> TASKS TO COMPLETE:
1/ Rewrite the paragraph of the Clustering library passage below that begins "When the clustering() method is executed" as a bulleted list, keeping its main facts.
2/ Answer these questions from the Clustering library passage below:
(a) What is the default value for the minimum number of clusters?
(b) Which method runs the GUI?
(c) Whose filter method does the '[' operator use?
3/ Carry the Clustering library passage below further, starting right after its final sentence.

> SUPPLIED TEXT:
· · · ·

When the clustering() method is executed, it returns an object called clustering. This object contains information about: what algorithms have been executed, metrics used, flags to indicate if it has internal and external measurements, and the results of the execution. The library provides several helper functions to evaluate and rank the results extracted, plot, and export them, to perform further analysis. These functions can be evaluated using the clustering object. Finally, all this functionality is accessible through the GUI. To run the GUI the library has a method called appClustering(). The library is available in the Cran directoryFootnote 3.

2.2 Software functionalities

The Clustering library provides several functionalities to handle all the previously described components:

  • clustering(): It is the core function of the library. The parameters of the method are as follows:

    • Path The file path. It is only allowed to use path or df but not both at the same time. The directory must contain a list of files with the data sets to be uploaded. Allowed formats are CSV, KEEL, ARFF (Weka), and data.frame.

    • df Data matrix or data frame, or similarity matrix. It is only allowed to use path or df but not both at the same time. Through this parameter, it is possible to load a data set. R has several utility packages for reading data sets. The best known is utils [18].

    • Packages String array with the libraries that import algorithms. The imported libraries are: pvclust, cluster, apcluster, ClusterR, and amap. By default the system runs all packages. It is only allowed to use packages or algorithms but not both at the same time.

    • Algorithm An array of strings with the algorithms implemented in the imported libraries. It is only allowed to use packages or algorithms but not both at the same time. The algorithms are: aggExCluster, agnes, apcluster, clara, daisy, diana, fanny, gmm, hcluster, kmeans_arma, kmeans_rcpp, mini_kmeans, mona, pam, pvpick, and pvclust.

    • Min An integer with the minimum number of clusters. The default value is 3.

    • Max An integer with the maximum number of clusters. The default value is 4.

    • Metrics Array of strings with quality measures. The measures are: Connectivity, Dunn, Entropy, F-measure, Fowlkes mallows, Precision, Recall, Silhouette, and Variation Information. It is required to indicate an external measure.

    As a result, it generates the clustering object. The library allows sorting and filtering operations for further processing of the results. The ’[’ operator makes use of the filter method of the dplyr library [22].

  • External metrics. These methods are responsible for assessing the quality of the extracted clusters using the attributes in the data set as target. The following methods receive the clustering object as an input parameter. The methods return the best algorithms, distance measures, and the number of clusters based on the quality measures. For the methods evaluate_best_validation_external_by_metrics and result_external_algorithm_by_metric in addition to the clustering object, it is necessary to indicate the external quality measure.

    • best_ranked_external_metrics(): The execution of this method allows to obtain the attributes with better behaviour by algorithm, measure of distance, and number of clusters in a ranking way.

    • evaluate_best_validation_external _by_metrics(): This method groups the data by algorithm and distance measure, instead of obtaining the best attributes from the data set.

    • evaluate_validation_external _by_metrics(): It groups the results by algorithms.

    • result_external_algorithm _by_metric(): It is used for obtaining the results of a given algorithm grouped by number of clusters.

· · · ·

> SUPPLIED ENTRIES:

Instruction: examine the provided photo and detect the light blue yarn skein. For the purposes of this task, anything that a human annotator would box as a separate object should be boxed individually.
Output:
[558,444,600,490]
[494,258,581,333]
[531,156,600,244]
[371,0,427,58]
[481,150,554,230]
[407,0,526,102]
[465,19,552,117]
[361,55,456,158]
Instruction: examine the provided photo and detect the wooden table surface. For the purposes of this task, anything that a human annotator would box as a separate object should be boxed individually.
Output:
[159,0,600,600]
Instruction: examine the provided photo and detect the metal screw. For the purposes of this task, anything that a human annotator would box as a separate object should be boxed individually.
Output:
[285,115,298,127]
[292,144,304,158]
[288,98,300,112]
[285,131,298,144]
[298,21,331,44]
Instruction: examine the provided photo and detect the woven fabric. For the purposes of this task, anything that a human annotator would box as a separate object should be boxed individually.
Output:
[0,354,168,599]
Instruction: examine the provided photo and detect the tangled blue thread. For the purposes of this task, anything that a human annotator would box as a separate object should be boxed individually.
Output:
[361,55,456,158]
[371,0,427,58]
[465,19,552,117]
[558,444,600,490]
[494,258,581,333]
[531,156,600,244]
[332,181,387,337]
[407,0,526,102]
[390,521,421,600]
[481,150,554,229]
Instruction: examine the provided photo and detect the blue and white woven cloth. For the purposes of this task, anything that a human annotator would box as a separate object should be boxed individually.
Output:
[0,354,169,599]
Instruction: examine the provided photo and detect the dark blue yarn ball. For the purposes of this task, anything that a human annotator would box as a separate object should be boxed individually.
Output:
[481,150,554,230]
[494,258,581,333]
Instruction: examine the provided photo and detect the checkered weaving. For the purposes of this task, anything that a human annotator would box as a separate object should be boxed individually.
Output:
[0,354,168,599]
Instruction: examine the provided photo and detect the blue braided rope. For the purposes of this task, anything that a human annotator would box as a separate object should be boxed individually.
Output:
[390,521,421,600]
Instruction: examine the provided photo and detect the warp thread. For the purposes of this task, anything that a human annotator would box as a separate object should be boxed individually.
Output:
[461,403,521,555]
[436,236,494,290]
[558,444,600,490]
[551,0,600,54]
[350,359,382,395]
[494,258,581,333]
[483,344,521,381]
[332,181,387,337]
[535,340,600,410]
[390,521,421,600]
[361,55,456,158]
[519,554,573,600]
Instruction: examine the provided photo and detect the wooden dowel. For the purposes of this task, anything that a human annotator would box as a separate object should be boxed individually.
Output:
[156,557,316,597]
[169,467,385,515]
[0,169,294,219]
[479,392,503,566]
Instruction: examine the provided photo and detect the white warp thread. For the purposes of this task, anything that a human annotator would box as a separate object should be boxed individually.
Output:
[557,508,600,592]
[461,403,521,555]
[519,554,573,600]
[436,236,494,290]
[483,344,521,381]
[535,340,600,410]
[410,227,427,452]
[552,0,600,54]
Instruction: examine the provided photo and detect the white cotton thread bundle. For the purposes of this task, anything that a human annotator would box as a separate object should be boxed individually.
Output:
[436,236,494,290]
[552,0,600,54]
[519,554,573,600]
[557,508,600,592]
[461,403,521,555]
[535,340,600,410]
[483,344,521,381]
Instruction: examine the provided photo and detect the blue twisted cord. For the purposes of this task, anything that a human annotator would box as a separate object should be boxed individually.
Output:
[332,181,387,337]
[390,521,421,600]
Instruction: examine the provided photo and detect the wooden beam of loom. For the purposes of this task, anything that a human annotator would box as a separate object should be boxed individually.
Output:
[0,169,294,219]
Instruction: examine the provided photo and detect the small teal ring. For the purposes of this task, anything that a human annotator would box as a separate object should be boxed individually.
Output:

· · · ·

> WRITTEN ANSWERS:
1/
- Running the clustering() method returns an object called clustering.
- This object records which algorithms were executed, the metrics used, flags showing whether it has internal and external measurements, and the results of the execution.
- Helper functions in the library evaluate and rank the results, plot them, and export them for further analysis. These functions are applied to the clustering object.
- All of this functionality is available through a GUI, which is launched with the appClustering() method.
- The library is available on CRAN.

2/
(a) 3
(b) appClustering()
(c) The dplyr library's

3/
  • Internal metrics. Incorporates the same set of methods and input parameters mentioned above for the external metrics:

    • best_ranked_internal_metrics().

    • evaluate_best_validation_internal _by_metrics().

    • evaluate_validation_internal_by _metrics().

    • result_internal_algorithm_by _metric().

  • plot_clustering(): This method represents the results of clustering in a bar chart. The graph represents the distribution of the algorithms based on the number of partitions and the evaluation metrics employed, which can be internal or external.

  • export_external_file(): It exports the results of external metrics in LaTeX format, for integration into documents with that format.

  • export_internal_file(): This method is used in order to export in LaTeX format the results of the internal metrics.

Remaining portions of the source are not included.